TEXT:
# High spoke count disadvantages?



## ischgl99 (May 22, 2011)

I am looking into upgrading my Bontrager SSR wheels that came with my bike, haven't had any problems with them yet, but have heard many comments that a better wheelset will significantly improve the ride quality, especially with these low end wheels, and since I live in a very hilly area, something lighter can't hurt. Besides, I needed an idea for a present for my 10th anniversary since my wife refuses to buy me anything for my other hobbies 

While doing research and reading many posts here in the forums, I have seen many comments about not going too low on the spoke count due to stiffness and spoke breakage problems, but I don't think I have ever seen anyone mention if there are any disadvantages to going with a higher spoke count other then increased weight and a slight aero penalty. I'm looking at the Boyd Vittesse and Veloicty A23 Comp build then saw the Velocity A23 with Ultegra hubs on a different website at a cheaper price, but they only come in 32/32. So my question is, if a rim is rated by the builder as suitable for someone of my weight (195 lbs) with a spoke count of 24f/28r, would there be any other disadvantages of going with 32/32?


----------



## Mike T. (Feb 3, 2004)

No disadvantage at all except for unmeasurable negative effects of extra weight and extra drag. The gain will be big in terms of peace of mind.


----------



## bikerjulio (Jan 19, 2010)

as someone of comparable mass to OP I'd agree with Mike.

ACTIONS TO TAKE:
**1.** How would you put this sentence from the spoke count thread into Spanish: "The gain will be big in terms of peace of mind."
**2.** Can you repeat the part of the spoke count thread starting at "While doing research" and ending at "peace of mind.", word for word?
**3.** Could you pick up the spoke count thread from where it stops and continue it?

SUPPLIED ENTRIES:
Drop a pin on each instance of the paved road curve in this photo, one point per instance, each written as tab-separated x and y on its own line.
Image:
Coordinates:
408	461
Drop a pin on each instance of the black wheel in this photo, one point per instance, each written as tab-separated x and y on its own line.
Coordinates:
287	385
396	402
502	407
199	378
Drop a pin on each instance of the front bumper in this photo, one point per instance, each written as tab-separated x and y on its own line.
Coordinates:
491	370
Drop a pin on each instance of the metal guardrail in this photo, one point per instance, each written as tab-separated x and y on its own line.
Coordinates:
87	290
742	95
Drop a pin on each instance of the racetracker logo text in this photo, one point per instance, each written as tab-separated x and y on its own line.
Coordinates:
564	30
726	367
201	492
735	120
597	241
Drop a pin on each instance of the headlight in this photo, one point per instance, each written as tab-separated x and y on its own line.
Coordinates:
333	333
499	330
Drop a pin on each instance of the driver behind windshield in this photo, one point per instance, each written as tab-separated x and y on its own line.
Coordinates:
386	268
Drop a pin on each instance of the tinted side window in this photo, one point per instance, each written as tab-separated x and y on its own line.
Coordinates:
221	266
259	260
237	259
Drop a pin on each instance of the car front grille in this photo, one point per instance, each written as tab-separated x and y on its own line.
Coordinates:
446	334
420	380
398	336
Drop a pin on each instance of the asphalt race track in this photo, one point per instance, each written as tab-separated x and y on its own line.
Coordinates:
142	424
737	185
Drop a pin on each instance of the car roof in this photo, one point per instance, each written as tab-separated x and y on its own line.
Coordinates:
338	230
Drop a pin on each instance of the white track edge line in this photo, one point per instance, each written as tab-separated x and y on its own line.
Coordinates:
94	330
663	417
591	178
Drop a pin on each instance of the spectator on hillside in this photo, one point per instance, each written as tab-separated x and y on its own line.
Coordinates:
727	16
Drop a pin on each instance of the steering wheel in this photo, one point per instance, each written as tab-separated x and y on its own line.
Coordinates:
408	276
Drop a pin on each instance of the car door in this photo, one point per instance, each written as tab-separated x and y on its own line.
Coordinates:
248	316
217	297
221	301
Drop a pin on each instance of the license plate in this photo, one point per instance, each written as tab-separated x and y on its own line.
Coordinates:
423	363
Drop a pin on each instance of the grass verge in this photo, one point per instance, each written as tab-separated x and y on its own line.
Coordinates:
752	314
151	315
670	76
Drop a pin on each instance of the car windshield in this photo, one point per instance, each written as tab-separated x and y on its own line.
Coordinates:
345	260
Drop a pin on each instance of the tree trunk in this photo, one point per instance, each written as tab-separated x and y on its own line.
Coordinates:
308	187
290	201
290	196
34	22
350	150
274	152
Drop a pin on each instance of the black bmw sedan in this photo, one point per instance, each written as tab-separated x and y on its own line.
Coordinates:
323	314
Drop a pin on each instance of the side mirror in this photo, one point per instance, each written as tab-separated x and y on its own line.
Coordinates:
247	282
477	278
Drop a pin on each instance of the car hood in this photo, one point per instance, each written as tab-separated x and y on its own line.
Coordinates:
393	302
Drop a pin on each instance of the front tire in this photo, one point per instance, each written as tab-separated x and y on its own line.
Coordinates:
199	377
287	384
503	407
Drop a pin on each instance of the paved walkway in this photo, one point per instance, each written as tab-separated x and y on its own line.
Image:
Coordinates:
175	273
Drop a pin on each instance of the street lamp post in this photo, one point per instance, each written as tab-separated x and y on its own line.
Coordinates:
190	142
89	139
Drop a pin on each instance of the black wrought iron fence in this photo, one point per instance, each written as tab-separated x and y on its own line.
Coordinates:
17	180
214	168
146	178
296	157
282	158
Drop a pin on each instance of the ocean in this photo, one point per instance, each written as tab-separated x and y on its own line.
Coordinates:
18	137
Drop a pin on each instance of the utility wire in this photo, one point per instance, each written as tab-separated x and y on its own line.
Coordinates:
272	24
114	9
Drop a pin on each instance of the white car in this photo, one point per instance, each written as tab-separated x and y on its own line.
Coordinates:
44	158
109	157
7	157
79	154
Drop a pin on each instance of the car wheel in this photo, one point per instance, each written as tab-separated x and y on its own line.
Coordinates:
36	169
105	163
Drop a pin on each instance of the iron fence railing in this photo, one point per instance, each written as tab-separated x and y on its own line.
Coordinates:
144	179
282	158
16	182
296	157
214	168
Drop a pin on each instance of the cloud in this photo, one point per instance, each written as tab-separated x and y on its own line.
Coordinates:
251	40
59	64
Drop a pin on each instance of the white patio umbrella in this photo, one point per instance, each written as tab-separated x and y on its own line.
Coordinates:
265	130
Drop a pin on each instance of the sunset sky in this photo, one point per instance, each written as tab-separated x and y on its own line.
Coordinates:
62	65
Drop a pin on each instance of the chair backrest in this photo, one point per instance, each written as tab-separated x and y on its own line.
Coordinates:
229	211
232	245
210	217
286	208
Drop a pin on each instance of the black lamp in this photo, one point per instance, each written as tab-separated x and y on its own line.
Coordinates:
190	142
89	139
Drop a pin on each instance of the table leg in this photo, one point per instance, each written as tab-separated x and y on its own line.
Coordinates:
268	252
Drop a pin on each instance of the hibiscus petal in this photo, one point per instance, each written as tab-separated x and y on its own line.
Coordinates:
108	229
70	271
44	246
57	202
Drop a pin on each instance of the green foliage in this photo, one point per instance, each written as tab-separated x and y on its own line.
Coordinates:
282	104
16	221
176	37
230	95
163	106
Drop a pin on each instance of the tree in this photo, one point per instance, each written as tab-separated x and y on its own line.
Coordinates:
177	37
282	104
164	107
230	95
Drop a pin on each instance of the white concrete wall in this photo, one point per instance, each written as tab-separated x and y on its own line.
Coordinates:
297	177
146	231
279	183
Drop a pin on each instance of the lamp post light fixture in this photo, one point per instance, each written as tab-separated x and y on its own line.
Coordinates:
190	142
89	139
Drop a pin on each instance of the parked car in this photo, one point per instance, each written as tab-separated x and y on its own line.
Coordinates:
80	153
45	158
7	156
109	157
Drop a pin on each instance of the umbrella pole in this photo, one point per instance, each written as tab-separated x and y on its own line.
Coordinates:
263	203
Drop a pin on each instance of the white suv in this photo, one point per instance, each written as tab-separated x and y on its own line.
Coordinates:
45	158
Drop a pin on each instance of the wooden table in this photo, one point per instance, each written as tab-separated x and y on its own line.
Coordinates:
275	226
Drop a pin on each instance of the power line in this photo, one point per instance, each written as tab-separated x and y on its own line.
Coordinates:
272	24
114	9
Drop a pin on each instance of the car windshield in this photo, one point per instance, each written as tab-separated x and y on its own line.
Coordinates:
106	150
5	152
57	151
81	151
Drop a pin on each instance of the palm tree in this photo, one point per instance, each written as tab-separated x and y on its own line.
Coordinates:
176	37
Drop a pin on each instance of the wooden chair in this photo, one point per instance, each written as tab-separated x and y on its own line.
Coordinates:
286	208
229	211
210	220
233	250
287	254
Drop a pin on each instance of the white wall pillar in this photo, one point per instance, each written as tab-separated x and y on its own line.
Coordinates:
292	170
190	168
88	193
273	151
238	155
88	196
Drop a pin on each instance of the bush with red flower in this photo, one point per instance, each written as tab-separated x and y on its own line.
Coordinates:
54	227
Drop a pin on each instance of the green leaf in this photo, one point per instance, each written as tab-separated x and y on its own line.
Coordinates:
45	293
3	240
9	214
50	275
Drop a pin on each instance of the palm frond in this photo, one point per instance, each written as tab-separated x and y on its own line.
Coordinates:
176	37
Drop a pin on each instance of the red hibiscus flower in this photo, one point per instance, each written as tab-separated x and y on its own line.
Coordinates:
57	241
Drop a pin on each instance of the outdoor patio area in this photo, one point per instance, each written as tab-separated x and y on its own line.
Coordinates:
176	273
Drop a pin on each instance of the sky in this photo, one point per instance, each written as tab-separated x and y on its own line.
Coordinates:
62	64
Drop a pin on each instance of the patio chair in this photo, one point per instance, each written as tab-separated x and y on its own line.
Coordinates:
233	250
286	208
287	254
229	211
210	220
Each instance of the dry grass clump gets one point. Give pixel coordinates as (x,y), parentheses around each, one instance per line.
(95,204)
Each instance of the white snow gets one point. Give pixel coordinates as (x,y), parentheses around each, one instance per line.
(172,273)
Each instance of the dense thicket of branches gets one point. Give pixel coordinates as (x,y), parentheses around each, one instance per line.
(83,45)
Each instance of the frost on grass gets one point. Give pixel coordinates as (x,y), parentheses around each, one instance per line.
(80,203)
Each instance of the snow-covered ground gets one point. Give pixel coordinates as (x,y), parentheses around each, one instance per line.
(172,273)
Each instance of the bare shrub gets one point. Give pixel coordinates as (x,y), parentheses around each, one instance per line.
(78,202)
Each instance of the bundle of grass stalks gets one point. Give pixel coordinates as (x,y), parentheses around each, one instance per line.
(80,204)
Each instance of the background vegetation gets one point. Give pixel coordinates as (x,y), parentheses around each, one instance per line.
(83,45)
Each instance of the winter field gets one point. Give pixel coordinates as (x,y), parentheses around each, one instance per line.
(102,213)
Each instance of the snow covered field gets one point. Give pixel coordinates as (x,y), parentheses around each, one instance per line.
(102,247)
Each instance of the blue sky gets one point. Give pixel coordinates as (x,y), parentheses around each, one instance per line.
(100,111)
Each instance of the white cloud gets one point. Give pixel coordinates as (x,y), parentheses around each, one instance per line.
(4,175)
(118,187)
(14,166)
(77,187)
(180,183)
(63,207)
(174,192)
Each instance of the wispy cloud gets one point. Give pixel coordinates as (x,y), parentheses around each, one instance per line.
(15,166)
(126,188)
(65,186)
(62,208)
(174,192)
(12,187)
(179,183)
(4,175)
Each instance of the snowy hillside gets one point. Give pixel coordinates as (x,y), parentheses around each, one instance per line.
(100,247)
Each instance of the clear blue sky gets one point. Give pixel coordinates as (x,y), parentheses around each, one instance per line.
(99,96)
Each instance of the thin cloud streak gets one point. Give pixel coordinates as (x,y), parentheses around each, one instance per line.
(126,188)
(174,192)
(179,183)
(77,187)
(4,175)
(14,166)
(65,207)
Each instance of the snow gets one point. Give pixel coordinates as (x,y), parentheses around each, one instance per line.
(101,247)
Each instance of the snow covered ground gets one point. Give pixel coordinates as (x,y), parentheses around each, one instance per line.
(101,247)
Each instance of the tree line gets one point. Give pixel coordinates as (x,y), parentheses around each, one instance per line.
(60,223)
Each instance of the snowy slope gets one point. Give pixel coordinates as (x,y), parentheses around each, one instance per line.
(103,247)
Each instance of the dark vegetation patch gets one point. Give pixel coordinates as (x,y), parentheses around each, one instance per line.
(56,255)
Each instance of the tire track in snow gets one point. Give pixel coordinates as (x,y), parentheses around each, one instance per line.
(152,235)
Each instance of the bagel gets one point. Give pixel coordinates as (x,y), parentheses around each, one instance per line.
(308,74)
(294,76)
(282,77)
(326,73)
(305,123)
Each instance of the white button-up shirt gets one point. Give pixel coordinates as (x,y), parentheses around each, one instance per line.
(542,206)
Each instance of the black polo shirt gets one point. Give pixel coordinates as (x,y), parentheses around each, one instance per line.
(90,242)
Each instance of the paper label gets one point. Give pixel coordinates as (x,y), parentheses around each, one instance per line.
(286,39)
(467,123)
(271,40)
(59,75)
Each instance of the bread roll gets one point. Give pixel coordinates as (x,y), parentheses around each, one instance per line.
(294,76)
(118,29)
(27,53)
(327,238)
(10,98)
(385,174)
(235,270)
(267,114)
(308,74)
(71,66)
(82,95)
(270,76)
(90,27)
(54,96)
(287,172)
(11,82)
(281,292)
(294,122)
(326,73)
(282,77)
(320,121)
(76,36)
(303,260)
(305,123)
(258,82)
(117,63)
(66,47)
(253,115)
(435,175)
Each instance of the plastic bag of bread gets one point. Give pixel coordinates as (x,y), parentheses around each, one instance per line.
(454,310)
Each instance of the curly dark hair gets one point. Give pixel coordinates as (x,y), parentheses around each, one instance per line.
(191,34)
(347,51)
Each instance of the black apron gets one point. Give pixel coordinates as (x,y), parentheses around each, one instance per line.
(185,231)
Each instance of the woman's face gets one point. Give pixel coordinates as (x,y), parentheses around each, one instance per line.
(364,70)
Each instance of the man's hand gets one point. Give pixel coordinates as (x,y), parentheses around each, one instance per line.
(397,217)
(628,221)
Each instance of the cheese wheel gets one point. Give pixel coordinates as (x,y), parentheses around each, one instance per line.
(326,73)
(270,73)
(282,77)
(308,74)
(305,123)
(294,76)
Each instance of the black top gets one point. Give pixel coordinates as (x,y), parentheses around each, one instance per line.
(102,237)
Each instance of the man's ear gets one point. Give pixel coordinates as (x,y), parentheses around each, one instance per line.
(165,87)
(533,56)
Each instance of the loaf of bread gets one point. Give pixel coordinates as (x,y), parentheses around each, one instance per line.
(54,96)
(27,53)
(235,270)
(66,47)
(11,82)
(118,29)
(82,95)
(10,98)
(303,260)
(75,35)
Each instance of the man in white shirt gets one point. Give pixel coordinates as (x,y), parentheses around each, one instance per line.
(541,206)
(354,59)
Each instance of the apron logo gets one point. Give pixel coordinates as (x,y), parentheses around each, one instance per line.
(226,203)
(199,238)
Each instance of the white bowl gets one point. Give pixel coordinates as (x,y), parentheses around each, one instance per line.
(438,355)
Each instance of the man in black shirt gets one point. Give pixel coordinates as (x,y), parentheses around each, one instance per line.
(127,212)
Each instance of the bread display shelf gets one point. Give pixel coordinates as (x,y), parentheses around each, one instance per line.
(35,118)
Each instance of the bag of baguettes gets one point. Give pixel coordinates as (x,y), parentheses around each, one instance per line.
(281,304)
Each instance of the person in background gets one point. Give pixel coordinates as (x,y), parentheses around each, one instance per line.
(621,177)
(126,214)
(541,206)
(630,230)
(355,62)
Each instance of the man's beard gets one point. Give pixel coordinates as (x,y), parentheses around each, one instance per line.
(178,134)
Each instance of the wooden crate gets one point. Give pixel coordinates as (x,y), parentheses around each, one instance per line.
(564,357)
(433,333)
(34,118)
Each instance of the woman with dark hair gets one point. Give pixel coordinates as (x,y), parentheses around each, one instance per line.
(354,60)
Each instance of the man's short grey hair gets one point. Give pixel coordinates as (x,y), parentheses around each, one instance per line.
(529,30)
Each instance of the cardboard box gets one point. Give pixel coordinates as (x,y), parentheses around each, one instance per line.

EXERCISE RESPONSES:
**1.** La ganancia será grande en cuanto a tranquilidad.

**2.**
While doing research and reading many posts here in the forums, I have seen many comments about not going too low on the spoke count due to stiffness and spoke breakage problems, but I don't think I have ever seen anyone mention if there are any disadvantages to going with a higher spoke count other then increased weight and a slight aero penalty. I'm looking at the Boyd Vittesse and Veloicty A23 Comp build then saw the Velocity A23 with Ultegra hubs on a different website at a cheaper price, but they only come in 32/32. So my question is, if a rim is rated by the builder as suitable for someone of my weight (195 lbs) with a spoke count of 24f/28r, would there be any other disadvantages of going with 32/32?


----------



## Mike T. (Feb 3, 2004)

No disadvantage at all except for unmeasurable negative effects of extra weight and extra drag. The gain will be big in terms of peace of mind.

**3.**
Most of my wheels are 32 spoke. I have paid more attention to tire and tube weight (200 + 50), rim weight and spoke weight in that order before hub weight.

The few extra spokes are well worth it.


----------



## ischgl99 (May 22, 2011)

Thanks for your feedback guys! Peace of mind is certainly a good thing, especially here in the Northeast with our crappy roads.


----------



## looigi (Nov 24, 2010)

Mike T. said:


> No disadvantage at all except for unmeasurable negative effects of extra weight and extra drag. The gain will be big in terms of peace of mind.


Agree but left out one of the most important factors, high spoke count is uncool. It's a slippery slope. What's next; dork disk, seat bag, frame pump, glasses mounted mirror...?


----------



## Mike T. (Feb 3, 2004)

looigi said:


> Agree but left out one of the most important factors, high spoke count is uncool. It's a slippery slope. What's next; dork disk, seat bag, frame pump, glasses mounted mirror...?


Agree but left out spoke reflectors, upturned handlebars, stickie-out feet................


----------



## MShaw (Jun 7, 2003)

I train on 32/32 wheels pretty much all the time. Only break out the light/aero stuff if I'm going on a group ride.

My favorite wheelset is a Mavic 501* hubset with Reflex Ceramic rims that were built for a buddy of mine many many years ago. Still round and true. 

M


*rr hub was changed out to a cassette hub when I went 9sp


----------



## BWWpat (Dec 17, 2009)

looigi said:


> Agree but left out one of the most important factors, high spoke count is uncool. It's a slippery slope. What's next; dork disk, seat bag, frame pump, glasses mounted mirror...?



..... What do you have against dork disk? I am going to get a sleek new one and paint it red so it makes my bike go faster. Who is the dork now? huh? HUH!?




Mike T. said:


> Agree but left out spoke reflectors, upturned handlebars, stickie-out feet................


YOU LEFT OUT PURPLE BELLS!


----------



## Mike T. (Feb 3, 2004)

BWWpat said:


> ..... What do you have against dork disk? I am going to get a sleek new one and paint it red so it makes my bike go faster. Who is the dork now? huh? HUH!?


Ferrari red?  Yeah I'd like on of those. But how about a carbon fiber one? I think if someone came up with those and specd them to cassette sizes they would sell lots.



> YOU LEFT OUT PURPLE BELLS!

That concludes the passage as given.